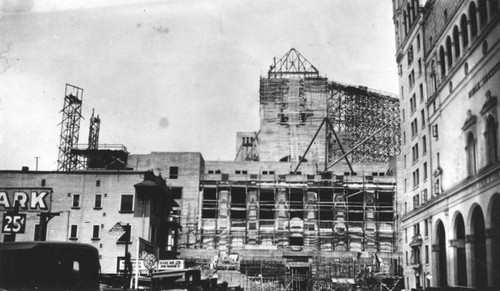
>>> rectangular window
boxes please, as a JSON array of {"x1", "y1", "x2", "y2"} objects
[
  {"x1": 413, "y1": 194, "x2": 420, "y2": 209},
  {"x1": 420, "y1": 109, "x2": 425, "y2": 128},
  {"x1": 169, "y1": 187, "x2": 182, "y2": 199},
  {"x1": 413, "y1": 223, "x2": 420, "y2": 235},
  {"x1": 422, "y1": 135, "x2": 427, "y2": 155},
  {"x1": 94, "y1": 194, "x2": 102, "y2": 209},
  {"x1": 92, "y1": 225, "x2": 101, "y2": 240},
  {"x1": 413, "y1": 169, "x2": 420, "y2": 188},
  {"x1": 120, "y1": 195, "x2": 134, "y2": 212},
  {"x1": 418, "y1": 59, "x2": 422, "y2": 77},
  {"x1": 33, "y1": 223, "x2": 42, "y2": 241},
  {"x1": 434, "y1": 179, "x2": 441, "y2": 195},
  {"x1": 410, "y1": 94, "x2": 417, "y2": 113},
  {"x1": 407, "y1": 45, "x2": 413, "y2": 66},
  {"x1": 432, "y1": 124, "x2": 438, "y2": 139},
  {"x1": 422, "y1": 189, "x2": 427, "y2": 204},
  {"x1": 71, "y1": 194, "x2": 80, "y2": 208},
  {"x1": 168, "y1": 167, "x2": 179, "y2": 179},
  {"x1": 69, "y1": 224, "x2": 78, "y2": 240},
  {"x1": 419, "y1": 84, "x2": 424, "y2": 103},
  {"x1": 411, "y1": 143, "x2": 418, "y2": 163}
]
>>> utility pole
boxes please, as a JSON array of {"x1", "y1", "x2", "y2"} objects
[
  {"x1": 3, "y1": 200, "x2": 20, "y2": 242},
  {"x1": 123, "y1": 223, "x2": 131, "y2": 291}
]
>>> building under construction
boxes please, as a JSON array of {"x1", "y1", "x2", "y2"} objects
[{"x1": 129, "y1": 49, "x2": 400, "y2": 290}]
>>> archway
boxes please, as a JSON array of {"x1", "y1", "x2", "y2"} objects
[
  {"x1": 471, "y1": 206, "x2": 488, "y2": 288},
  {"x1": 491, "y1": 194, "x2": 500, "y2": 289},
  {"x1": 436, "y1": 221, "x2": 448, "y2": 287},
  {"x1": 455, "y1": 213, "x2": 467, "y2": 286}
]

┄┄┄┄┄┄┄┄┄┄

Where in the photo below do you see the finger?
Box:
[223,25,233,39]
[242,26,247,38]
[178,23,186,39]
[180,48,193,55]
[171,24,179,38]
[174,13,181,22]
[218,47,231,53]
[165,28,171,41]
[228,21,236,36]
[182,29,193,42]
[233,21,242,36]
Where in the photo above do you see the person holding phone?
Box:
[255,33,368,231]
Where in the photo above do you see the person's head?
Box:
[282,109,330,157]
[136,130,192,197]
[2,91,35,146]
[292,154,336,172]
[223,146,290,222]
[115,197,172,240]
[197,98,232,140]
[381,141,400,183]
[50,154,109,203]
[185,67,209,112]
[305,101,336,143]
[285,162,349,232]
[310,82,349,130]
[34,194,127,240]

┄┄┄┄┄┄┄┄┄┄

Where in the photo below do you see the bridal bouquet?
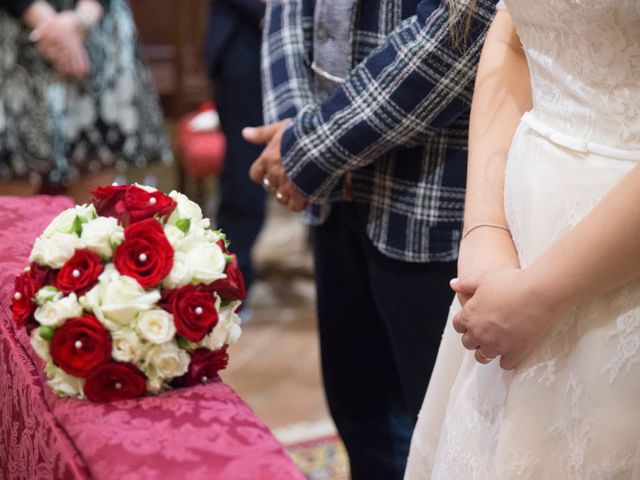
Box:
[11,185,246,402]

┄┄┄┄┄┄┄┄┄┄

--- SHORT PROBLEM ---
Scale the material starting at the line containing "Where in the photo below do you see the finger?" and ending at the line containing "[255,33,368,231]": reproduce every line, requests included, but multiply each box coordinate by 0.9 and round to whole numbers, with halves going up. Give only those lines.

--- WRITTEN ANSWER ---
Where in the photo below do you see the finger?
Box:
[201,23,210,35]
[218,23,222,34]
[160,21,167,35]
[162,43,174,50]
[154,22,161,34]
[157,12,163,20]
[196,42,208,48]
[149,25,154,37]
[205,19,212,32]
[164,26,174,38]
[210,19,218,32]
Where in the photo above do you see the person holding phone?
Box:
[230,30,331,208]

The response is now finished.